### AIM OF THE EXERCISE:
Copy the lines below without any change, from the first one up to and including the line with "xmin=562 ymin=509 xmax=776 ymax=760".
>> start
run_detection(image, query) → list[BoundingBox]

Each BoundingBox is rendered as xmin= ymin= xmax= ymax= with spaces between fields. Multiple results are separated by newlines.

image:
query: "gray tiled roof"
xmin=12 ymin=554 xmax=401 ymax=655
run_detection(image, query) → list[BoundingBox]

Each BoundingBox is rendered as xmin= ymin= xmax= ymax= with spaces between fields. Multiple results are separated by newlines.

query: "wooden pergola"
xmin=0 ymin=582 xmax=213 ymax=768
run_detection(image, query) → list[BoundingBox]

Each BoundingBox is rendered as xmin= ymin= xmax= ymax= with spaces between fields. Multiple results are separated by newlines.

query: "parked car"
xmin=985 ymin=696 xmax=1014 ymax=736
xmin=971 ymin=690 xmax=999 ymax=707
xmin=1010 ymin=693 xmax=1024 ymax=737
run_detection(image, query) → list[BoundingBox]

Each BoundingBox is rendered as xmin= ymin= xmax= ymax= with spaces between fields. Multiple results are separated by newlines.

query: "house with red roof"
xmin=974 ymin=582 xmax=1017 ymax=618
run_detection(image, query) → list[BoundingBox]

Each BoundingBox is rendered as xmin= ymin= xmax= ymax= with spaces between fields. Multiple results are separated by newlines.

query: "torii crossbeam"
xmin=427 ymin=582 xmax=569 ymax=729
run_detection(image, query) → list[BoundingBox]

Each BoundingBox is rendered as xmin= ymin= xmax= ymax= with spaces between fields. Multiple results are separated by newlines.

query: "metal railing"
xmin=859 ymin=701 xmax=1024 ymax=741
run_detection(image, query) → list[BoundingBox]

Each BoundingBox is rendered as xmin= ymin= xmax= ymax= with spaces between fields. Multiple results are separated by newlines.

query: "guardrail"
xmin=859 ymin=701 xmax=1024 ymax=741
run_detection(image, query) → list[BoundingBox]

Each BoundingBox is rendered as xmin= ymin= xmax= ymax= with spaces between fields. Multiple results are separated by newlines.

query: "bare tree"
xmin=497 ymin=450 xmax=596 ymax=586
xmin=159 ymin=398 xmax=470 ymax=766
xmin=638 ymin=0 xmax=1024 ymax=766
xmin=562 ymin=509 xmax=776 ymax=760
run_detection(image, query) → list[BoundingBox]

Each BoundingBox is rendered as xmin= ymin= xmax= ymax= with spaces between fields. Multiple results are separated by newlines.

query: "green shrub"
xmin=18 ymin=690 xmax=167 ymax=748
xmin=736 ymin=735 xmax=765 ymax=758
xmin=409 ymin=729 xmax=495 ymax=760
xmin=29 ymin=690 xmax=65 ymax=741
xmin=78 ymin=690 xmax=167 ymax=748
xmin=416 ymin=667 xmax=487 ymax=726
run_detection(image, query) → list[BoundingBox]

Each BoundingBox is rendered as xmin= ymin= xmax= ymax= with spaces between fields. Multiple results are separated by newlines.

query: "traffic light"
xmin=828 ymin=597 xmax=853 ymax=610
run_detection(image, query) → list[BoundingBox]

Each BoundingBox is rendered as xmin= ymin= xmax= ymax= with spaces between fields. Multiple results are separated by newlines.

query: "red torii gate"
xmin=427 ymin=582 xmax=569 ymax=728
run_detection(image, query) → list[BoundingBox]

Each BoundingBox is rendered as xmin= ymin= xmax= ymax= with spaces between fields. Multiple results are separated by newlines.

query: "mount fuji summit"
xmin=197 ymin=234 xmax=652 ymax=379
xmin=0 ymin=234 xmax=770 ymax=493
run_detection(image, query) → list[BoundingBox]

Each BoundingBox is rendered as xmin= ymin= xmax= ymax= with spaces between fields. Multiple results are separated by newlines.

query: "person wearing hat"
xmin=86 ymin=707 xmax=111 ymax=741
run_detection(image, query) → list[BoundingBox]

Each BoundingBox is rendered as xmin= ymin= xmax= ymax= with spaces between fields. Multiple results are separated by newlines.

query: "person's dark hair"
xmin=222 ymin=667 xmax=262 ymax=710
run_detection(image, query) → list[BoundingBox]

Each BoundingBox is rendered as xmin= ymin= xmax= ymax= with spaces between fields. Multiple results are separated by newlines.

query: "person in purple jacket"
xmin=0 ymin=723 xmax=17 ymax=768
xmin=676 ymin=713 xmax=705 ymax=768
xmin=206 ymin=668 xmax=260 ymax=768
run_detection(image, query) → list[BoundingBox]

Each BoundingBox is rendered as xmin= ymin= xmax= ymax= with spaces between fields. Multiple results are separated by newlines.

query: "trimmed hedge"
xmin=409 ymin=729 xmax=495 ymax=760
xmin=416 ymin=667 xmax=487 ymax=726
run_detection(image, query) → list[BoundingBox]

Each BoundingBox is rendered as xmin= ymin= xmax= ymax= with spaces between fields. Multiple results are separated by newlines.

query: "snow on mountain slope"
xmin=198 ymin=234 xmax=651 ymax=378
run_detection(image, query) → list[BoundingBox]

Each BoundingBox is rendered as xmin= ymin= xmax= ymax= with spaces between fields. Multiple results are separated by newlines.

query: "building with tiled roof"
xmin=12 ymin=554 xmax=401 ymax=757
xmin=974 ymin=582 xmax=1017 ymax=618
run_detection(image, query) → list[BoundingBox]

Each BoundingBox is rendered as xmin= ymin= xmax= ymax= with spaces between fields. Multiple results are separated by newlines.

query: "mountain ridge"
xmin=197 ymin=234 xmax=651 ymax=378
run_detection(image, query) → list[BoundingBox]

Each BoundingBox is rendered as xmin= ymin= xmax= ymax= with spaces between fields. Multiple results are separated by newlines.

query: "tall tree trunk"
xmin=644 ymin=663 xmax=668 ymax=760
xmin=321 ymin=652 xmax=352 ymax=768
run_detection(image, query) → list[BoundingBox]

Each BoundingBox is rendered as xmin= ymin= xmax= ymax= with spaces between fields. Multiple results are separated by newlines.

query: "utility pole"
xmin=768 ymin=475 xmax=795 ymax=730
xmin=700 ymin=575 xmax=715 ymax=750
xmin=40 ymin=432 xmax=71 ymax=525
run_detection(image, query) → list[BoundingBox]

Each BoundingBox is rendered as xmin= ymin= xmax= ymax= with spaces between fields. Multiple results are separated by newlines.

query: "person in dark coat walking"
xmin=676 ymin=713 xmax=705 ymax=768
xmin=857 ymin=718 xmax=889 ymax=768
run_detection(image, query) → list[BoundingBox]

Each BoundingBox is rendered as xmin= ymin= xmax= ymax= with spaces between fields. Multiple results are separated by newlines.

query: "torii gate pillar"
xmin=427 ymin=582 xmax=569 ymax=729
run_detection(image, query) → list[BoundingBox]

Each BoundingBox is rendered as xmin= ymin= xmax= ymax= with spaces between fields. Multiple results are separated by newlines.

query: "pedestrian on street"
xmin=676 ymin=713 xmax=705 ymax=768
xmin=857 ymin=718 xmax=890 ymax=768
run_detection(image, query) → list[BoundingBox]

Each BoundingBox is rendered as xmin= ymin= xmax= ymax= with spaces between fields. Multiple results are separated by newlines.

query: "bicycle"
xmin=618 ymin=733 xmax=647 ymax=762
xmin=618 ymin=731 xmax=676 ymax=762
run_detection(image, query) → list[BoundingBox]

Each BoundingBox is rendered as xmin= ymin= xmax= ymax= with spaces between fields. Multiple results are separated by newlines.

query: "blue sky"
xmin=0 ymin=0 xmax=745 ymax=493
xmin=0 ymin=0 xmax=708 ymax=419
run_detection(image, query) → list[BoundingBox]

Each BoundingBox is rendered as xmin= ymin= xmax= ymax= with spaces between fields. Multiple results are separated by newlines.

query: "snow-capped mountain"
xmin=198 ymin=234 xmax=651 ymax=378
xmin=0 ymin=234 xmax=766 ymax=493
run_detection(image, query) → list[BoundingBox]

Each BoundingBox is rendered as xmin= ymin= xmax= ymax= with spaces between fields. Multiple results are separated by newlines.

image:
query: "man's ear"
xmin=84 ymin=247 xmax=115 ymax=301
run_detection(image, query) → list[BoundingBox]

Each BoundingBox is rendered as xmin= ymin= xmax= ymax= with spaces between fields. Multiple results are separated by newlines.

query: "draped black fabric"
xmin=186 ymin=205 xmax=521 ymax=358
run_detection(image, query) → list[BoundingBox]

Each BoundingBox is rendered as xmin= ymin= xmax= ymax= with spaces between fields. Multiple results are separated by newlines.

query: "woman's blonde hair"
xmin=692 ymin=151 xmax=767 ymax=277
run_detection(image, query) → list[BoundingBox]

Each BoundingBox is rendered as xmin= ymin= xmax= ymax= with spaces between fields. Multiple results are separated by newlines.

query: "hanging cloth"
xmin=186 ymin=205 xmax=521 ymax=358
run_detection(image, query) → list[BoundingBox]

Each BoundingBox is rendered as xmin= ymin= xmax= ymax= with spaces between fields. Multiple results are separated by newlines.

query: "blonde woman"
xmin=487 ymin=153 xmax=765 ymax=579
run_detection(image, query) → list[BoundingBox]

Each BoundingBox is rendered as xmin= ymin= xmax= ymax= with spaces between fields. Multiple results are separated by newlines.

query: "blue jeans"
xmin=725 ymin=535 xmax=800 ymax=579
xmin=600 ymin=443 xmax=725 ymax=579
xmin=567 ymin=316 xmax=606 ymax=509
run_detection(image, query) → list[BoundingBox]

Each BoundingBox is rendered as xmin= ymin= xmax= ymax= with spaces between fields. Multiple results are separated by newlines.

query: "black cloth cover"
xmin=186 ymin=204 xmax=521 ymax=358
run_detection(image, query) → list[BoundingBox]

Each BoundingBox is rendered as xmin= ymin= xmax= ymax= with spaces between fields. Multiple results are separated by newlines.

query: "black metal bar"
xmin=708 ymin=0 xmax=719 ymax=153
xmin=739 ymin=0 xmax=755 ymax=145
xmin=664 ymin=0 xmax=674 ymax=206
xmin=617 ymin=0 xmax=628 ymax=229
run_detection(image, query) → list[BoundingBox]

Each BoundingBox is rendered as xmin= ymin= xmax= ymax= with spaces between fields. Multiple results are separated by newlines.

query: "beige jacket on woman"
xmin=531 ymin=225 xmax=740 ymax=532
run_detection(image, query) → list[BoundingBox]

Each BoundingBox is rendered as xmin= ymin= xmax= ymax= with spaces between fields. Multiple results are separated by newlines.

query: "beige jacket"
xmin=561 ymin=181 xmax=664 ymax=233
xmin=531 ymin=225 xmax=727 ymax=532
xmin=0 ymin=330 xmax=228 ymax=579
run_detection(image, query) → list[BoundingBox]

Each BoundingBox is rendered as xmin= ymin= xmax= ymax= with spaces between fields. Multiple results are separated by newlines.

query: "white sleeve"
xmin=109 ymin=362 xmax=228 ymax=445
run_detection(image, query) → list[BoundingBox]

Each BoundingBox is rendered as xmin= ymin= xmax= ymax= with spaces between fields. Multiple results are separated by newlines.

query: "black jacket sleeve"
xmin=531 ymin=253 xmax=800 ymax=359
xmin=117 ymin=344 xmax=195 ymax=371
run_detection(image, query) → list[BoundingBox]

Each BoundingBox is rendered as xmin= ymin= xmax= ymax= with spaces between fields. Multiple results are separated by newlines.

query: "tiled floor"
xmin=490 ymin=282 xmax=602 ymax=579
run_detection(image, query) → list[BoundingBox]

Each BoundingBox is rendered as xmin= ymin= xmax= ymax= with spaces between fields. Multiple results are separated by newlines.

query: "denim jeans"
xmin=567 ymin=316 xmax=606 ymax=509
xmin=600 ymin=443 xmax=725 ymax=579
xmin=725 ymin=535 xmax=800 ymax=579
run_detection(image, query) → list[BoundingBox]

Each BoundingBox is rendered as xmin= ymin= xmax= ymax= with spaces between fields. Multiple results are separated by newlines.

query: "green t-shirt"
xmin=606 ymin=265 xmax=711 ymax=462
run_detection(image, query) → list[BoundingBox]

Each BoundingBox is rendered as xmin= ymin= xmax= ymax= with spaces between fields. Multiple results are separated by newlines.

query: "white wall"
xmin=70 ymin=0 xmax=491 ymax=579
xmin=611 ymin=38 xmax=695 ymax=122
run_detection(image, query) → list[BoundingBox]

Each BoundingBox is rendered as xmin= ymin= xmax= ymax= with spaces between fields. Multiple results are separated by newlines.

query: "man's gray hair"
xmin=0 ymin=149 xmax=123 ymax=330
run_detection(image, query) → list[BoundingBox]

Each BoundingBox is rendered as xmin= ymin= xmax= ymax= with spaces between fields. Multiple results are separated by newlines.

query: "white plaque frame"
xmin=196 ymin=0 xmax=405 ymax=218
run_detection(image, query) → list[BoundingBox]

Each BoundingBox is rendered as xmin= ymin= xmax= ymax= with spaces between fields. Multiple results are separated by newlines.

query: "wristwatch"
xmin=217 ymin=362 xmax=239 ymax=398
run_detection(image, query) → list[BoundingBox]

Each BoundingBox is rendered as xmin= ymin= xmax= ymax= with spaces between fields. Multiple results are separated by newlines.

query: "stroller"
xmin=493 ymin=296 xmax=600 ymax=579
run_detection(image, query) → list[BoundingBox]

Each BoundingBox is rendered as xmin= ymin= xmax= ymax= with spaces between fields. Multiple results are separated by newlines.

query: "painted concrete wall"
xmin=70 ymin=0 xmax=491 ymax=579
>> end
### FINAL RESULT:
run_detection(image, query) → list[BoundingBox]

Each BoundingBox is rendered as xmin= ymin= xmax= ymax= with spaces between fields. Multiple results are separated by newlines.

image:
query: "gray tiled roof"
xmin=12 ymin=554 xmax=401 ymax=655
run_detection(image, query) → list[BoundingBox]

Each BoundingBox is rendered as xmin= ymin= xmax= ymax= with spaces between fields. Multiple results are separated by newlines.

query: "wooden pergola"
xmin=0 ymin=582 xmax=213 ymax=768
run_detection(image, query) → list[BoundingBox]

Each BoundingBox is rendered as xmin= ymin= xmax= ymax= with spaces between fields. Multiple results are separated by newlines.

query: "parked car"
xmin=985 ymin=696 xmax=1014 ymax=736
xmin=971 ymin=690 xmax=999 ymax=707
xmin=1010 ymin=693 xmax=1024 ymax=737
run_detection(image, query) → list[BoundingBox]

Each BoundingBox is rendered as xmin= ymin= xmax= ymax= with spaces between fields. Multiple results are separated by newlines.

query: "house with red roof"
xmin=974 ymin=582 xmax=1017 ymax=618
run_detection(image, query) → list[BoundingBox]

Each BoundingBox is rendered as xmin= ymin= xmax= ymax= with spaces between fields. Multiple results are separated by newlines.

query: "torii crossbeam"
xmin=427 ymin=582 xmax=569 ymax=729
run_detection(image, query) → list[BoundingBox]

Each BoundingBox is rendered as xmin= ymin= xmax= ymax= with spaces between fields. Multiple results are separated by newlines.

query: "metal railing"
xmin=859 ymin=701 xmax=1024 ymax=741
run_detection(image, query) → list[BoundingBox]

Each BoundingBox is rendered as xmin= ymin= xmax= ymax= with spaces between fields. Multiple results are separated by newlines.

query: "guardrail"
xmin=859 ymin=701 xmax=1024 ymax=741
run_detection(image, query) → list[BoundingBox]

Each BoundingBox is rendered as xmin= ymin= xmax= ymax= with spaces between fields. Multiple results are separated by newlines.

query: "bare tree"
xmin=497 ymin=450 xmax=596 ymax=586
xmin=159 ymin=398 xmax=470 ymax=766
xmin=638 ymin=0 xmax=1024 ymax=766
xmin=562 ymin=509 xmax=776 ymax=760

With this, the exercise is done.